WHAT YOU WILL DO: Repeat every entry word for word, but leave the images out of your copy.

DATA EXCERPTS:
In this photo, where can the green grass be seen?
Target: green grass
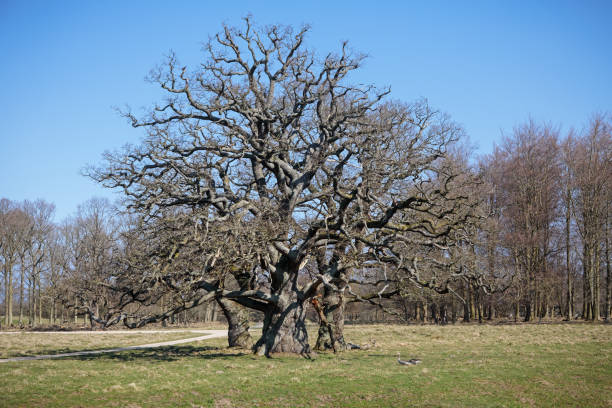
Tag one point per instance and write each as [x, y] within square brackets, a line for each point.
[34, 343]
[469, 366]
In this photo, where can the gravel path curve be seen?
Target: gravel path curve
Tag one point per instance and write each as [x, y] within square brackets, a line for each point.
[211, 335]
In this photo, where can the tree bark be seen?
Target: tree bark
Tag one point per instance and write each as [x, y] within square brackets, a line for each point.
[238, 323]
[284, 326]
[333, 311]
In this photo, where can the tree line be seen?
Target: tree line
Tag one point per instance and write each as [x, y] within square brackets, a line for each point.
[269, 182]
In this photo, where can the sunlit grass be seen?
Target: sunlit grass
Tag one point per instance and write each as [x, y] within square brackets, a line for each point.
[35, 343]
[463, 366]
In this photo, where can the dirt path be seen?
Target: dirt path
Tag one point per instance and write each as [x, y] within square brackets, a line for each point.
[211, 335]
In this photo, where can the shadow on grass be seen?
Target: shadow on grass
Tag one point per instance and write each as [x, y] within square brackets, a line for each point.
[167, 353]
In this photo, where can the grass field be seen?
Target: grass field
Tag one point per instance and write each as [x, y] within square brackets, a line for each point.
[34, 343]
[550, 365]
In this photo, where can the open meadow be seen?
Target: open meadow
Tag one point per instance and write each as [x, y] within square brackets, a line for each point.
[548, 365]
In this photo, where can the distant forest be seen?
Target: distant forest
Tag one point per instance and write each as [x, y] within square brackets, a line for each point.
[543, 249]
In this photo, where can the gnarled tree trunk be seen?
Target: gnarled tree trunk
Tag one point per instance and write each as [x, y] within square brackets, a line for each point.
[284, 327]
[238, 321]
[333, 312]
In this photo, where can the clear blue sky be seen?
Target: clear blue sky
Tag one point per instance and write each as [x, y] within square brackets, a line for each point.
[490, 65]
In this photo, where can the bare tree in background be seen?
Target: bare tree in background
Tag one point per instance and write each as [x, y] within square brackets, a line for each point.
[13, 224]
[591, 166]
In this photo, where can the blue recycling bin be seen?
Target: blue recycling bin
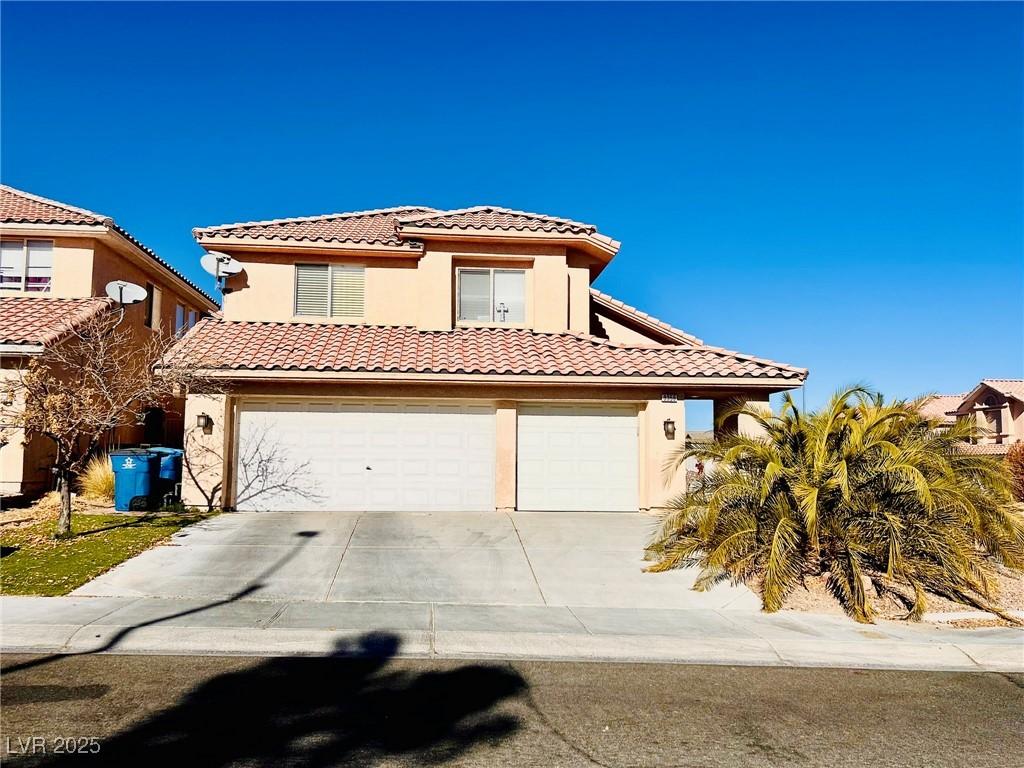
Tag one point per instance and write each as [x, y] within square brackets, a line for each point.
[169, 473]
[135, 472]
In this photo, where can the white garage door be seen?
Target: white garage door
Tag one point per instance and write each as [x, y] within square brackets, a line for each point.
[578, 458]
[365, 456]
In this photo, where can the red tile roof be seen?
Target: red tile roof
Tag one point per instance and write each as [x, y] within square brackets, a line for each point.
[22, 207]
[294, 346]
[40, 321]
[18, 207]
[602, 299]
[988, 449]
[1008, 387]
[374, 227]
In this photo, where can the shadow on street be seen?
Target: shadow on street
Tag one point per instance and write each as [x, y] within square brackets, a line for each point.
[346, 710]
[351, 708]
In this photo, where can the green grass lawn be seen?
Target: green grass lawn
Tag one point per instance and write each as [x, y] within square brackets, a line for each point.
[35, 563]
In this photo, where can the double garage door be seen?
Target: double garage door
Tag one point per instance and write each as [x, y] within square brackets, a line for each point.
[389, 456]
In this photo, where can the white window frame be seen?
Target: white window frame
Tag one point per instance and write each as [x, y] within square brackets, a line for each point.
[491, 282]
[180, 328]
[23, 287]
[330, 289]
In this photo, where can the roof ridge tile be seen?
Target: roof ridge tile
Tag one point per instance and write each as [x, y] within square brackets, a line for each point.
[317, 217]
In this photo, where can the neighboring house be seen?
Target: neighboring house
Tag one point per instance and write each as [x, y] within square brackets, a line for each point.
[55, 261]
[411, 358]
[995, 404]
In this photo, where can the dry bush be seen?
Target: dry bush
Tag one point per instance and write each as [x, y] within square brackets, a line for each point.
[96, 480]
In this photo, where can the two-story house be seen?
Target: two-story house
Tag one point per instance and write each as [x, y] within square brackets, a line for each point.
[412, 358]
[55, 261]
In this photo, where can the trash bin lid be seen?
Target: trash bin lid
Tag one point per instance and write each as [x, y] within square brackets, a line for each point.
[166, 451]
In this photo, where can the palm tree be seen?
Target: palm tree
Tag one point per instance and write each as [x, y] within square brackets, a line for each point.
[867, 494]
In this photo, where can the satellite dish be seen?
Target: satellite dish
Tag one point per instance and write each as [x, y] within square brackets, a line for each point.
[125, 293]
[220, 265]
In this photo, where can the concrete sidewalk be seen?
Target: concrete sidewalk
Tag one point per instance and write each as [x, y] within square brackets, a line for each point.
[76, 625]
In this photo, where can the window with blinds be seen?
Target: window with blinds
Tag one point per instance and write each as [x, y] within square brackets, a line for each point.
[26, 265]
[330, 291]
[493, 295]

EXERCISE SOLUTION:
In this photo, where can the green grass be seen?
Target: green grass
Tag one point per instance and write each as [x, y] within square brackets, a line for each point.
[34, 343]
[469, 366]
In this photo, where can the gravel path curve be seen?
Target: gravel path curve
Tag one point per instance and write each as [x, y] within square brackets, a line for each point.
[211, 335]
In this photo, where can the tree bark be seen?
Target: tree bark
Tag one point per instance and write each as [x, y] within square brackets, a line for each point.
[238, 323]
[284, 326]
[333, 311]
In this photo, where can the tree line be seen?
Target: tree line
Tag one point per instance and write each as [x, y] within square brackets, a line for each point.
[269, 182]
In this photo, where can the sunlit grass be seen?
Target: sunlit grass
Tag one point per instance and write each as [x, y] within square brackets, a line for each point.
[35, 343]
[463, 366]
In this photo, where can the dirt path be seen?
Target: dirt path
Tag one point per instance and write each as [x, y] within square brackets, a line for each point.
[211, 335]
In this photo, where can the shadow on grass be seen?
Target: shadow on grass
Tag one point per instance and write each as [x, y] within square brackets, a line for each point.
[167, 353]
In this photo, where can the grass field be seen?
Target: grass field
Tag one point per instance and write each as [x, y] within square brackets, a line for each point.
[34, 343]
[550, 365]
In this photo, where can the open meadow be seen?
Target: open meadow
Tag one point per instance and write each as [x, y] within square brackets, a line for each point.
[548, 365]
In this photo, where can the distant forest be seen?
Target: distant forest
Tag one point per instance and write each as [x, y] within square brackets, a line for each point.
[543, 249]
In this photo, where can the gnarled tree trunk be seen?
Target: gnarled tree trunk
Tag one point per instance and write each as [x, y] within square brackets, a line for each point.
[284, 327]
[238, 321]
[333, 312]
In this photo, where can the clear blue sky be seen?
Target: clear blue sky
Tag one point per instance and write each as [x, y] within square brackets, a line for each point.
[490, 65]
In this photo, where can the bare tree in background be seen?
Target: bare tree in background
Tag one point per instance and write each as [x, y] within square brackets, a line for each point.
[13, 224]
[591, 166]
In this photo, where can the blue recycling bin be seen?
Target: blue recycling bin
Tag one point per instance and write each as [x, y] within square brackets, a line for each point.
[169, 473]
[135, 472]
In this photo, where can the white garage door be seen?
Target: white garage door
Tag one point per instance and write each as [x, y] within square brackets, a line for each point.
[578, 458]
[365, 456]
In this photo, where can the red tile roof be seen?
Target: red tile roof
Tag one point per instance and write each as [x, y] within square brackets, a line for each point.
[22, 207]
[294, 346]
[40, 321]
[18, 207]
[602, 299]
[988, 449]
[1008, 387]
[374, 227]
In this photo, where can the shadow on street be seen?
Target: shadow on street
Tag one point per instance and write each as [x, y] within square brackets, a line for each point.
[346, 710]
[351, 708]
In this photo, where can the green grass lawn be seen?
Target: green grass lawn
Tag one point per instance and write each as [x, y] within square brackets, a line for each point.
[35, 563]
In this photo, where can the double garage door be seen?
Target: double garage door
Tag one point per instance and write each as [x, y] within square brackets, a line for each point.
[389, 456]
In this photo, where can the white window frame be seen?
Target: white window frame
Tag one point per instance and write each as [x, y] within square brackets, a line for each point.
[491, 282]
[180, 328]
[23, 287]
[330, 289]
In this photo, where can the roof ridge tile be seen?
Target: roof ridge tile
Tag one point per instance and write each as [x, y] within square brackets, a line for each point.
[317, 217]
In this photo, where can the neighboring house be seen?
Target: neighboring house
Tag one point per instance and write each as [x, y] within square brackets, a line for each point.
[55, 261]
[411, 358]
[995, 404]
In this photo, where can the dry bush be seen?
Target: dry bush
Tag one point per instance and write each as [x, y] within square brackets, a line for each point.
[96, 480]
In this photo, where can the two-story house be seen?
Target: two-story house
Tag one point per instance and write each as [x, y] within square brackets, a line for each point.
[412, 358]
[55, 261]
In this photo, where can the trash bin lid be seen?
Target: trash bin lid
Tag one point per instance and write each as [x, y] within square brackets, a line for each point.
[166, 451]
In this photo, where can the palm tree be seen?
Target: palm tree
Tag one point per instance and write each as [x, y] within square brackets, a line for each point.
[867, 494]
In this photo, where can the satellite dish be seen?
Target: satellite dish
Tag one point per instance and write each as [x, y] within square brackets, a line for each point.
[125, 293]
[220, 265]
In this photo, where can the concrete sidewalk be seen?
Target: concrete sidewalk
Tag one point per instance and write each as [x, y] within square brackets, a line for each point.
[76, 625]
In this photo, where can the window with blinds be seen?
Target: window with blinds
Tag one point per instance and write each as [x, y] within square brackets, a line for each point.
[26, 265]
[330, 291]
[493, 295]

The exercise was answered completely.